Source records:
━━━━━━━━
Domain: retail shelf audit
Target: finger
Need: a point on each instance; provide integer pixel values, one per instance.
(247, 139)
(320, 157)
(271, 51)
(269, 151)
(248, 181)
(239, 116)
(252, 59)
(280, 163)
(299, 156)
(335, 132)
━━━━━━━━
- _What you have to do_
All the lines above are to be copied exactly, with none left out.

- _Written reply_
Domain: retail shelf audit
Target: finger
Need: a point on each instance; provide integer pixel values, one per instance.
(247, 139)
(320, 157)
(271, 51)
(269, 151)
(248, 181)
(239, 116)
(252, 59)
(280, 163)
(299, 156)
(335, 132)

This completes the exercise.